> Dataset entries
***

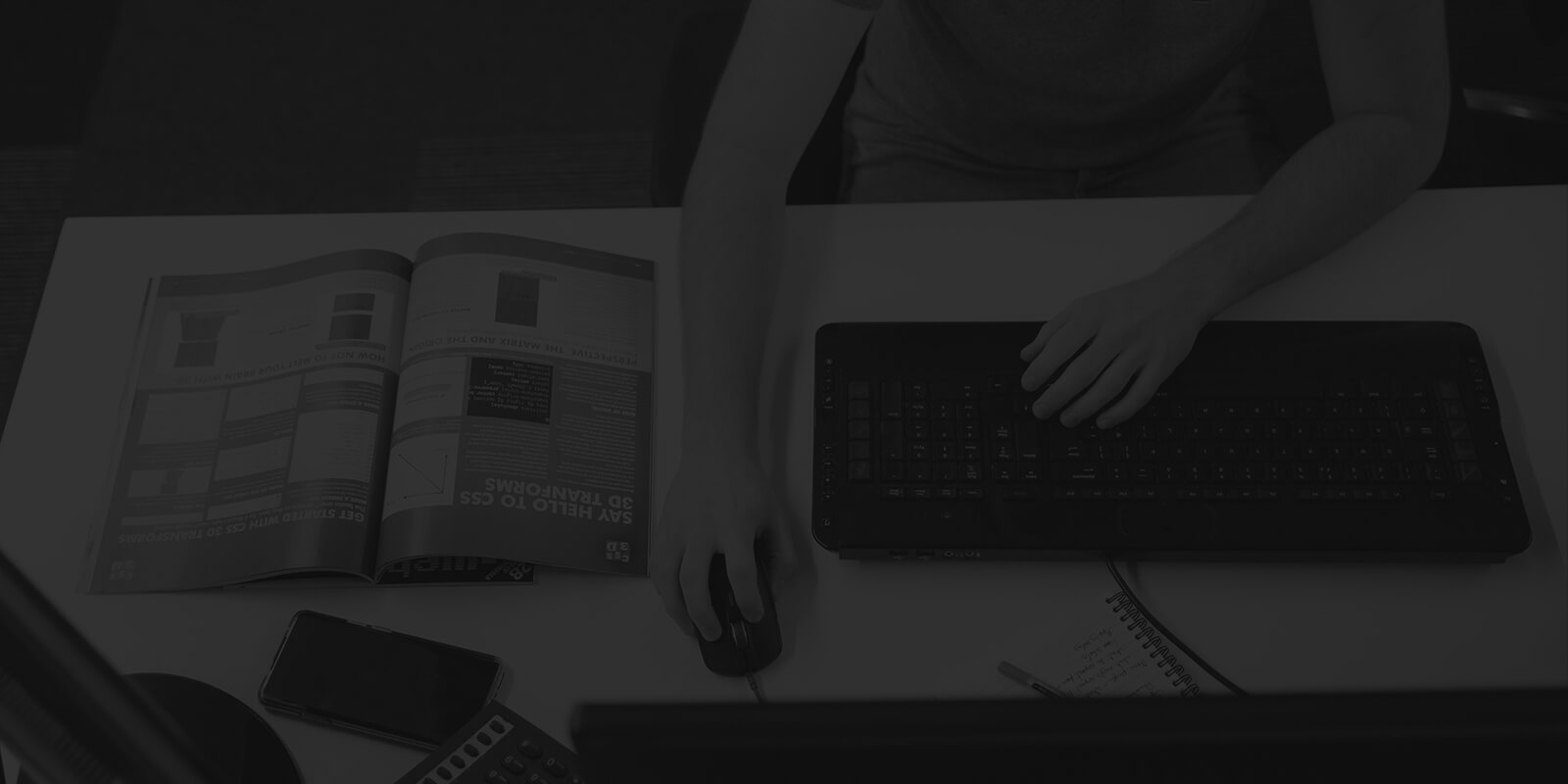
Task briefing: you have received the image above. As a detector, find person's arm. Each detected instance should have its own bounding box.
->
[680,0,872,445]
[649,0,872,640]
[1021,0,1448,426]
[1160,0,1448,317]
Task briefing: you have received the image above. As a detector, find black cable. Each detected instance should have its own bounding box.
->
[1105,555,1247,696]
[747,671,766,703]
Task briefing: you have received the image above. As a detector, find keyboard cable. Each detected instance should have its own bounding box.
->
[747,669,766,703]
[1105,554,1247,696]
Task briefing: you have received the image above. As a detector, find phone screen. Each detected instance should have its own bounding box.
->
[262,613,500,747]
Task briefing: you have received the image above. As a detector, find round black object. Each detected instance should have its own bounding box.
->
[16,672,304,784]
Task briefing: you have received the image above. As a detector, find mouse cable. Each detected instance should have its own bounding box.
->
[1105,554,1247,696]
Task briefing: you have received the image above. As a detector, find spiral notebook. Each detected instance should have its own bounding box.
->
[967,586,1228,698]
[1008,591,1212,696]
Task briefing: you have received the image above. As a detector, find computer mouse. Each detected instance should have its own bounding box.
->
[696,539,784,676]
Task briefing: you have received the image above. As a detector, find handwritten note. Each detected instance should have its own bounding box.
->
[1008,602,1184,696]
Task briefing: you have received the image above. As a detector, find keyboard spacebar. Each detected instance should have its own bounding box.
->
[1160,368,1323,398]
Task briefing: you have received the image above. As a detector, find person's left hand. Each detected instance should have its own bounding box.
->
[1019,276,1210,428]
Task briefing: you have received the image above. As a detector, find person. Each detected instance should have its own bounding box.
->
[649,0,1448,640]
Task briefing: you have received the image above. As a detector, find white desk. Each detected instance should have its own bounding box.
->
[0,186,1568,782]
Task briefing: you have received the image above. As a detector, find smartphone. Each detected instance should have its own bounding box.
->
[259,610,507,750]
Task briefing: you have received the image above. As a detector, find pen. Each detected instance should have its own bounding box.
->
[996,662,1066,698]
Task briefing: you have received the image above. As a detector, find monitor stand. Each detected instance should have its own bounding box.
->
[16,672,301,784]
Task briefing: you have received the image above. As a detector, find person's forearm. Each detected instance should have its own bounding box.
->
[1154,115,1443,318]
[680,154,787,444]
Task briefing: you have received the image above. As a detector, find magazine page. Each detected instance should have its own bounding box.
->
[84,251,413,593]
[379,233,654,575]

***

> Your task
Rewrite the data starting at the line containing "detector, find spiral" and ending at the line containing "[259,610,507,750]", keeping every line and increasing each bounding box coordinate by 146.

> Solution to this exercise
Task briefing: you have received the image above. As a detector, find spiral notebook. Each detected instance should have its own bounding box.
->
[1113,732,1374,844]
[1154,737,1358,842]
Task briefing: you have received the image above. As a detector, find computer mouse. Each detected instance should have its own bounding box.
->
[842,685,930,822]
Task briefing: you have received the image above. As a detector, find handwritten note. Each detected instance should have its own bounding box.
->
[1154,748,1330,842]
Task briefing: you have received the image above. As a detector, find keyboard spacebar. Each detected instance should have its own bounding box.
->
[1306,514,1469,544]
Task briefing: you have received the image above. As a detector, find person's left hand. Each detected instance should have its own bounding box.
->
[1165,422,1356,574]
Task briefing: you have received the image above. As a detector, find person. Each detected instance should have its own bounding box.
->
[795,146,1594,786]
Task briefing: you have received the image above. As a detector, find white desk. Each detected instance should have its own bounding box.
->
[146,332,1714,928]
Task briefing: you have received the image above. As a detector, find smartphone. Each detected instance should have its own bounding box.
->
[405,756,653,896]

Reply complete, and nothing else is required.